=== Section Start ===

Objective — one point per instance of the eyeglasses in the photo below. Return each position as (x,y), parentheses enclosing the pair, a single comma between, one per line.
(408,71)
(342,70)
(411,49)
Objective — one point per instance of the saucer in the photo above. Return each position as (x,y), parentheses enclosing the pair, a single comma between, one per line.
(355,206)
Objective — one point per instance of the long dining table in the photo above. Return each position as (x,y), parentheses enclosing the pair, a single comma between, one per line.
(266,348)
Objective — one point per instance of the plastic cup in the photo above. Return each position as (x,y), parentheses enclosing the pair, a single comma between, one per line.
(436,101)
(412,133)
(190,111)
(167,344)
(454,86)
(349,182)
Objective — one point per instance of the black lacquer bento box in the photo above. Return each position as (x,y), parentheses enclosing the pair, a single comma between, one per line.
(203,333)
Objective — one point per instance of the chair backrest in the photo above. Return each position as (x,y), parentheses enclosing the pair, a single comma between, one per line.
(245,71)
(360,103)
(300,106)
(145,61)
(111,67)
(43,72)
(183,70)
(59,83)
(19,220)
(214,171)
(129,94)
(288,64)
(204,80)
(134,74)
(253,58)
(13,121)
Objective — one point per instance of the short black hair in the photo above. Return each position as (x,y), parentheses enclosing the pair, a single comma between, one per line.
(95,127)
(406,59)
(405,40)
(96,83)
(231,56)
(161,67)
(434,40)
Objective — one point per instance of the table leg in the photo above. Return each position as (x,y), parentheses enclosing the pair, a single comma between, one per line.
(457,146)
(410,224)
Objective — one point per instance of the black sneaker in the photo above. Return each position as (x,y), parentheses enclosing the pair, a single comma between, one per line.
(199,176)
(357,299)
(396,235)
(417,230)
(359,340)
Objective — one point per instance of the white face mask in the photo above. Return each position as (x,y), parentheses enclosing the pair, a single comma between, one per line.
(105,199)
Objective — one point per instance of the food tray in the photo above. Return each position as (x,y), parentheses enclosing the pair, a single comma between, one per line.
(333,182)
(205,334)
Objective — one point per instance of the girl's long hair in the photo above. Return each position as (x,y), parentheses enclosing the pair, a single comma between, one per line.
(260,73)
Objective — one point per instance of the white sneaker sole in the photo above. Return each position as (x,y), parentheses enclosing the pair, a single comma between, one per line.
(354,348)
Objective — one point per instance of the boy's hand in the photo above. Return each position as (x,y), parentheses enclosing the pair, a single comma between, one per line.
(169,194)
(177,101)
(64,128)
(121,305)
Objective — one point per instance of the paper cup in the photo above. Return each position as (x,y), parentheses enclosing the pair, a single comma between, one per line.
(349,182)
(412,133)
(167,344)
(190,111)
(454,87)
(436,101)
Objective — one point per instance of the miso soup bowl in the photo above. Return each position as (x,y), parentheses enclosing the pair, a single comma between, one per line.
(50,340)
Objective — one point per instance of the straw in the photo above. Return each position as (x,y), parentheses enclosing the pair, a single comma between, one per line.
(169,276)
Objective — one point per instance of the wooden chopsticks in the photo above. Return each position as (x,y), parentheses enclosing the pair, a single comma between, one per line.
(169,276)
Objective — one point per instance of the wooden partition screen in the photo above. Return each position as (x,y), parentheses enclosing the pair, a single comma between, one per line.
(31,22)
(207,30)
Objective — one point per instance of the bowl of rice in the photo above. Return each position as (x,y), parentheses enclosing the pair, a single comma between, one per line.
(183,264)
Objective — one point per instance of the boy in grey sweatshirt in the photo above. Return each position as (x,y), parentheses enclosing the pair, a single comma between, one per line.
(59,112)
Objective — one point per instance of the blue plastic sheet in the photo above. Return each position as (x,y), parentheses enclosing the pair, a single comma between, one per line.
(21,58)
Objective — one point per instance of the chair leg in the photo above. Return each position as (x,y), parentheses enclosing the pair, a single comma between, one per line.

=== Section End ===

• [TASK OBJECTIVE]: Every record must be retyped so that it matches the original exactly.

• [TASK ANSWER]:
Objective — one point per instance of the eyeglasses in the photo below. Return each position as (x,y), parentheses enclosing the pair, a single comma between, one per line.
(408,71)
(342,70)
(411,49)
Objective — one point per instance of the saucer in the photo above. Return each position as (x,y), parentheses enclosing the pair, a single comma between, one per line.
(355,206)
Objective — one point per instance of the long dining table in the photo above. Return each position as (x,y), parentheses enclosing the pair, a single comma between, one per line.
(266,348)
Objective — one point per instance of the plastic cup in the photo above. Return each position as (x,y), parentheses enclosing the pair, a single comma between, one per line.
(436,101)
(412,133)
(190,111)
(167,344)
(454,86)
(349,182)
Objective — one point per instance of the black lacquer bento box in the photo above. Return each position as (x,y), parentheses enclosing the pair, a single comma between, one per line.
(203,333)
Objective — one point per instance of the chair backrest in the photo above. Return each position as (x,y), parentheses enclosing the pair, a single comma between, one per line.
(245,71)
(360,103)
(300,106)
(145,61)
(111,67)
(43,72)
(183,70)
(59,83)
(19,220)
(214,171)
(129,94)
(288,64)
(204,80)
(134,74)
(253,58)
(13,121)
Objective — one point per instance of the short black hair in the photo above. Return each position as (x,y), parentheses enclosing the pair, a single comma between, one per line.
(95,127)
(406,59)
(405,40)
(96,83)
(231,56)
(161,67)
(434,40)
Objective — one point per instance of the table leg in the photo above. Return each position as (x,y), parentheses enclosing the pair, a single comma between, one per line.
(457,146)
(410,224)
Objective — one point per instance of the black sneaker in the photo above. Return each position as (x,y), parentheses enclosing the pair, a single comma between, one per line.
(199,176)
(357,299)
(396,235)
(417,230)
(359,340)
Objective — one point per instance of the white face mask in the photo above. Return each position as (x,y), parentheses enclosing the pair, a single comma between, one per line.
(105,199)
Objective — one point per instance of the food tray in the photo above. Return each position as (x,y), parentheses enclosing the pair, a single comma between, one per line.
(333,182)
(205,334)
Objective — one point per instance of the girl's long hair in the photo above. Return each position as (x,y), parentheses enclosing the pair, a single comma between, one per line.
(260,73)
Objective — one point per instance of the white sneaker sole in the photo above. Return each position as (x,y), parentheses enclosing the pair, a single comma between, one per line.
(354,348)
Objective — one point per instance of the boy's hand in the photo above. Return each position as (x,y), parentheses enclosing the pair, a single comma between, one per line.
(169,194)
(177,101)
(64,128)
(121,305)
Objective — one point per instance of the paper cup in the photo above. Return each position as (x,y), parentheses enclosing the pair, a single comma between, one per line.
(349,182)
(412,133)
(167,344)
(190,111)
(454,87)
(436,101)
Objective — one point per instance of the miso soup bowl in the photo above. Return each position as (x,y), parentheses enclosing the pair, a single comma between, one per line.
(50,340)
Objective — one point per instance of the straw in the photo above. Return each position as (x,y), parentheses enclosing the pair, a single comma between, one per line.
(169,276)
Objective — one point per instance of the wooden chopsticks in the photo above. Return each position as (x,y), parentheses enclosing the pair, a single comma between, one per line.
(169,276)
Objective — one point per instance of the wooden partition screen in the photo above. Return each position as (x,y), parentheses enclosing the pair, a single comma between, one per line.
(31,22)
(207,30)
Objective — one point per instance of the bowl of rice in the photo above. Return each position as (x,y), parentheses enclosing the pair, a single comma between, one per line.
(183,264)
Objective — one point per instance of the boy in grey sweatshirt in the photo above. Return each position as (x,y), parentheses enclosing the pair, a single comma between, one per line.
(59,112)
Objective — one point per instance of the blue plastic sheet in the photo above. Return each position as (x,y), parentheses enclosing the pair, a single comma between, one per line.
(21,58)
Objective — one point per instance of the chair leg in the photo above. Return each position as (x,y), parentheses enclosing the pair, a single comma between, one per line.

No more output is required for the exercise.